### MATERIALS PROVIDED:
= = = = = = =
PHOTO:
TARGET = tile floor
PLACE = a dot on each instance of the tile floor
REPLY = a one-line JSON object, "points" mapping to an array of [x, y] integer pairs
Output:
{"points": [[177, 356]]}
= = = = = = =
### EXERCISE OBJECTIVE:
Return the material above in full, exactly as it appears.

### WRITTEN RESPONSE:
PHOTO:
TARGET = tile floor
PLACE = a dot on each instance of the tile floor
REPLY = a one-line JSON object, "points" mapping to an array of [x, y] integer pairs
Output:
{"points": [[177, 356]]}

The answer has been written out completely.